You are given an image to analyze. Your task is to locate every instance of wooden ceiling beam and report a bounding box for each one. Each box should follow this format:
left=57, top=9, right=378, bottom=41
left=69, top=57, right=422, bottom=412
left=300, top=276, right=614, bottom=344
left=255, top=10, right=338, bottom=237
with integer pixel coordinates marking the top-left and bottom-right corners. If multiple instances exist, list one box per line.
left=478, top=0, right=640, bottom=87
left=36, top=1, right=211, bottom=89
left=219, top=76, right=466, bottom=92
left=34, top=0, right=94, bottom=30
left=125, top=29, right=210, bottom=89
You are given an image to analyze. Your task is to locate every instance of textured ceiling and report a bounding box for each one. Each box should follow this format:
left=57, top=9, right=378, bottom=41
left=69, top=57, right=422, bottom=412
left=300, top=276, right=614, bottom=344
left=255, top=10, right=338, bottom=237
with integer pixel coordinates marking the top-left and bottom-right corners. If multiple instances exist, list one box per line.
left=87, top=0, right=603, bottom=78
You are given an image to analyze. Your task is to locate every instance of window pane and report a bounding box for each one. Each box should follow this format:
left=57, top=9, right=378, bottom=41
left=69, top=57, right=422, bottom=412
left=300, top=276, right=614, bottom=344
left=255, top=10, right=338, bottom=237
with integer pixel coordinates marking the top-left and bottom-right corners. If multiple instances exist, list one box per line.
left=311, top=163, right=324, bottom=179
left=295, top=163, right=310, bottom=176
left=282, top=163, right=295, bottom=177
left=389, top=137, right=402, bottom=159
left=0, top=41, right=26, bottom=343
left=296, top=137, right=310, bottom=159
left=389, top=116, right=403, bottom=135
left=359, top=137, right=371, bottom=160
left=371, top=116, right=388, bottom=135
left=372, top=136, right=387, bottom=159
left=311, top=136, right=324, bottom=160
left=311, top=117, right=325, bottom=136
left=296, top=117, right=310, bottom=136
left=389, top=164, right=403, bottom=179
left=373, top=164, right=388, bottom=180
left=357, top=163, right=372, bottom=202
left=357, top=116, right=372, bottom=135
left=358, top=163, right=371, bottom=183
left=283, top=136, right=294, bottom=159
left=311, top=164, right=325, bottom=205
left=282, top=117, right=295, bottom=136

==

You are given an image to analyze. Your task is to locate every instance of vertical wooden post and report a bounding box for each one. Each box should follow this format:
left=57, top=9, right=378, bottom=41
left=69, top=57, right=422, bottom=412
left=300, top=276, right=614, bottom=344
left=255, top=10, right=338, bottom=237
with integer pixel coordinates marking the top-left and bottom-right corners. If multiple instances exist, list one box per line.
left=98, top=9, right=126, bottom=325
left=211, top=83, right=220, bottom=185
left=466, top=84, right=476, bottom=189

THE TASK — What is the number of lines in the entries that include the string "ceiling"? Reply with that number alone.

EXERCISE RESPONSE — 2